- **Work to be completed**
Render the data as a numbered list, from the first line through the line containing "[[[589,346],[588,173],[522,175],[524,337],[531,341]]]". Include both of those lines and leave out any blank lines.
═════ Data provided ═════
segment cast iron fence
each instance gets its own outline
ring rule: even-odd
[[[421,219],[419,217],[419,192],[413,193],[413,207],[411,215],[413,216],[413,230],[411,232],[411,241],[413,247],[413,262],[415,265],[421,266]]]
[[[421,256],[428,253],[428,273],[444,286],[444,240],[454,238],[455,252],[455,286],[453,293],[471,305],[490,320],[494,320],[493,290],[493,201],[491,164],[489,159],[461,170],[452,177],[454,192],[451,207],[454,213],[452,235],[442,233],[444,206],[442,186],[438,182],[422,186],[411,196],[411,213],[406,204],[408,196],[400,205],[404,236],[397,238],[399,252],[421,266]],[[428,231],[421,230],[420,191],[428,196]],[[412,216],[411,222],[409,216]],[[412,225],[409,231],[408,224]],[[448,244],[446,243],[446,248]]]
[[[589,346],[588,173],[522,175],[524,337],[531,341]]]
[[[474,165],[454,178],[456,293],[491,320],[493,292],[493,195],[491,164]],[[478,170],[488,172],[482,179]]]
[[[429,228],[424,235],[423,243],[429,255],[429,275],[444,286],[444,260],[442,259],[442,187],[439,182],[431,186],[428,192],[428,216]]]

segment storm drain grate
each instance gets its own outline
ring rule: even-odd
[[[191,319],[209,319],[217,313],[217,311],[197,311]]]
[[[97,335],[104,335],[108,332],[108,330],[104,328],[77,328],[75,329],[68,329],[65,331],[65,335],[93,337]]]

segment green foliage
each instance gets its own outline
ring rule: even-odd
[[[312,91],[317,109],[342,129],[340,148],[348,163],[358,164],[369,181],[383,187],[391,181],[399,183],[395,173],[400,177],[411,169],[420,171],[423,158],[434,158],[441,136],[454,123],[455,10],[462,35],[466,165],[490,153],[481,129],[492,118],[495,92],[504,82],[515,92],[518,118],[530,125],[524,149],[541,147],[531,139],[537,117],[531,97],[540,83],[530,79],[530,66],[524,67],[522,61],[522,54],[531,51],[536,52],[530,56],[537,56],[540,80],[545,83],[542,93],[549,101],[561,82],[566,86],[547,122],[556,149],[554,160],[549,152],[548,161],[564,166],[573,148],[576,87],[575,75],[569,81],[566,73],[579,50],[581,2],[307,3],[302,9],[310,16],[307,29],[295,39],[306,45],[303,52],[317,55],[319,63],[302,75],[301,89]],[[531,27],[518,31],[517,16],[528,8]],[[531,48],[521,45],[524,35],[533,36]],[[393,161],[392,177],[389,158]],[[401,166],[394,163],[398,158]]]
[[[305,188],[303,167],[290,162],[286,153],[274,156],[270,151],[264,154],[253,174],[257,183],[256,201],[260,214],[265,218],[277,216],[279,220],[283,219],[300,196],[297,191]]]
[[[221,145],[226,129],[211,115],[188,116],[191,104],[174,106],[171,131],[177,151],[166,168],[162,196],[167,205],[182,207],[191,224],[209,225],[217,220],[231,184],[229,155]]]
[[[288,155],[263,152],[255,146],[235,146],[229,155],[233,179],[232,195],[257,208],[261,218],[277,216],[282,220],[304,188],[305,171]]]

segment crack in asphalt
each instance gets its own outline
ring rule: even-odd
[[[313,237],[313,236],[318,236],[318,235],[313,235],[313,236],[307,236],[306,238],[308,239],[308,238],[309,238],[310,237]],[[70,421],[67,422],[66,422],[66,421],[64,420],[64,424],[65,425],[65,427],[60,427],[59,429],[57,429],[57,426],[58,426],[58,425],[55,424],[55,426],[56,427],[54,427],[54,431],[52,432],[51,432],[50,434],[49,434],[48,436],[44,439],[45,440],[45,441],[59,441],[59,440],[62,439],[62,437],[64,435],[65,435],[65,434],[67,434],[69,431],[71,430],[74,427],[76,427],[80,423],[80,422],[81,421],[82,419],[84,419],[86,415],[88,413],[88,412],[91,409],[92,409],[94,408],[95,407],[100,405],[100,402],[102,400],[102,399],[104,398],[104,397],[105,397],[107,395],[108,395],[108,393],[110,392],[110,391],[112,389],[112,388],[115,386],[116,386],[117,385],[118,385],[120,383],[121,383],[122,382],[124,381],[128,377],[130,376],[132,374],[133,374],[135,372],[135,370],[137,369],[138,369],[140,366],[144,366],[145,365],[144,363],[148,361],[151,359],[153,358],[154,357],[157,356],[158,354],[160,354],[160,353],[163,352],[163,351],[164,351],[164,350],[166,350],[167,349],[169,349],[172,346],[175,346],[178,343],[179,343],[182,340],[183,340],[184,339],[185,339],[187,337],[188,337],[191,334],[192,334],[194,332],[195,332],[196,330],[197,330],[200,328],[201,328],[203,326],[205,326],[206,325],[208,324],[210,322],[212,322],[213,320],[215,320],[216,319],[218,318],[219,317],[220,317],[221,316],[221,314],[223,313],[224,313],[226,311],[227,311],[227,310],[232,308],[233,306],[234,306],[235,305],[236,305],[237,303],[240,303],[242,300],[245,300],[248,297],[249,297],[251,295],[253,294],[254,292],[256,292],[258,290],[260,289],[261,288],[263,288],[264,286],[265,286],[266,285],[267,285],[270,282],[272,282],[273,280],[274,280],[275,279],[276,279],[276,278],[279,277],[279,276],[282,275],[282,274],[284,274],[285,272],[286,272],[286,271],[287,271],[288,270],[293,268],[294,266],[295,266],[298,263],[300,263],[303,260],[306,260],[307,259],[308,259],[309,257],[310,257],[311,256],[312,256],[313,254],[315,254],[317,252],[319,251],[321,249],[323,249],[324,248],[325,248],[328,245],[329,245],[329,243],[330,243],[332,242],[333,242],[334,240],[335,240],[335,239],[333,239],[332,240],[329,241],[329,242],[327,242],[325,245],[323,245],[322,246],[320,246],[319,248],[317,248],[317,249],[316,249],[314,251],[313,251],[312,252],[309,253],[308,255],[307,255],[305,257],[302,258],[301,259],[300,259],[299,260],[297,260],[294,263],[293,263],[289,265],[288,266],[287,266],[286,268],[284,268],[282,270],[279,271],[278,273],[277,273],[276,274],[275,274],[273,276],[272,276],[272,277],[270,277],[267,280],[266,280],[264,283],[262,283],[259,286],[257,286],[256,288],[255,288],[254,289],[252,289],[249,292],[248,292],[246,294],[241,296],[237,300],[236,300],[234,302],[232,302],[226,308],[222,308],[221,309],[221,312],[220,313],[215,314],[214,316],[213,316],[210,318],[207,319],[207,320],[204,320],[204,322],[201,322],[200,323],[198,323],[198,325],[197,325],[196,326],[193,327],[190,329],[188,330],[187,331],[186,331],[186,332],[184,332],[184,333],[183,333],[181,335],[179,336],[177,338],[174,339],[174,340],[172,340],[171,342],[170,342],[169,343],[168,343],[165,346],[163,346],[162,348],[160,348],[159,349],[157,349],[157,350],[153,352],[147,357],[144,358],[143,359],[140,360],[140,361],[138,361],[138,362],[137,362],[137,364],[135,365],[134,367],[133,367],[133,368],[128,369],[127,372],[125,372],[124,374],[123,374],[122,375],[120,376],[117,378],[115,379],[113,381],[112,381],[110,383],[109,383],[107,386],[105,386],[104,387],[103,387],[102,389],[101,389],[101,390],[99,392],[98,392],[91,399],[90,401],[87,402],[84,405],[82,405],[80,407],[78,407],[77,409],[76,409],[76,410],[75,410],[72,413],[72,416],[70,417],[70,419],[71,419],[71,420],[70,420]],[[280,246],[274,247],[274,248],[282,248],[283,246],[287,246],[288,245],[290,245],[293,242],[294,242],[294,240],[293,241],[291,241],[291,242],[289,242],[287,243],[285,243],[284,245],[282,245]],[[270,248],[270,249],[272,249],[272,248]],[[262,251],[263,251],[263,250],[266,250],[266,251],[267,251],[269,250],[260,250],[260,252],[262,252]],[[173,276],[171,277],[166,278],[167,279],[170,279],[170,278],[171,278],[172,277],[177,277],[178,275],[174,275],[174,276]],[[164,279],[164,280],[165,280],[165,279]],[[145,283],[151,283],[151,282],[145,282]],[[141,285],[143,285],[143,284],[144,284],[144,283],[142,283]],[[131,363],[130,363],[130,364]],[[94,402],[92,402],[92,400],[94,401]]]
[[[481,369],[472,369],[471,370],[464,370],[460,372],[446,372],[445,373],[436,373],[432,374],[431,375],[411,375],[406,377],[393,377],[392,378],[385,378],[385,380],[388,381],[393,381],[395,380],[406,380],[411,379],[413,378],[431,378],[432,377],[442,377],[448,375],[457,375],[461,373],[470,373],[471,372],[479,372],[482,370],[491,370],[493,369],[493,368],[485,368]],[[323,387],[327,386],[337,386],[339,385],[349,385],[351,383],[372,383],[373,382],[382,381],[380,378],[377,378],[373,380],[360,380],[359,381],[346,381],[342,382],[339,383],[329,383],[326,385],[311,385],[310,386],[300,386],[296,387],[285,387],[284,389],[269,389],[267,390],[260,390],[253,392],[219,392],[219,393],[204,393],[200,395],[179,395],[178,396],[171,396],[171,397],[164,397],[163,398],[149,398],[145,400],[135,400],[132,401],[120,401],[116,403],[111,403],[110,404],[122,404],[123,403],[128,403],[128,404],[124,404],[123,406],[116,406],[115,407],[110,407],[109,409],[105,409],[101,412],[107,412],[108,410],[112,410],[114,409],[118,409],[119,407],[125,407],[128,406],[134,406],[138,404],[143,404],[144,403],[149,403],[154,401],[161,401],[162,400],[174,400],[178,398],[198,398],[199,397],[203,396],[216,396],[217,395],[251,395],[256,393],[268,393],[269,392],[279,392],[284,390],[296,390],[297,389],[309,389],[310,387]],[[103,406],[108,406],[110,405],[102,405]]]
═════
- **Response**
1. segment cast iron fence
2. each instance gets its own outline
3. ring rule: even-odd
4. [[[421,219],[419,217],[419,192],[413,193],[413,207],[411,215],[413,216],[413,230],[411,232],[411,241],[413,247],[413,262],[415,265],[421,266]]]
5. [[[421,256],[428,253],[428,273],[444,286],[444,240],[454,238],[455,252],[455,286],[453,293],[471,305],[490,320],[494,320],[493,290],[493,201],[491,164],[489,159],[461,170],[452,177],[454,192],[451,207],[454,213],[452,235],[442,233],[444,206],[442,186],[438,182],[422,186],[411,196],[411,213],[406,204],[408,196],[400,205],[404,236],[397,238],[399,252],[421,266]],[[428,231],[421,230],[420,191],[428,196]],[[412,216],[411,222],[409,216]],[[412,225],[409,231],[408,224]],[[448,244],[446,243],[446,248]]]
6. [[[589,346],[588,173],[522,175],[524,337],[531,341]]]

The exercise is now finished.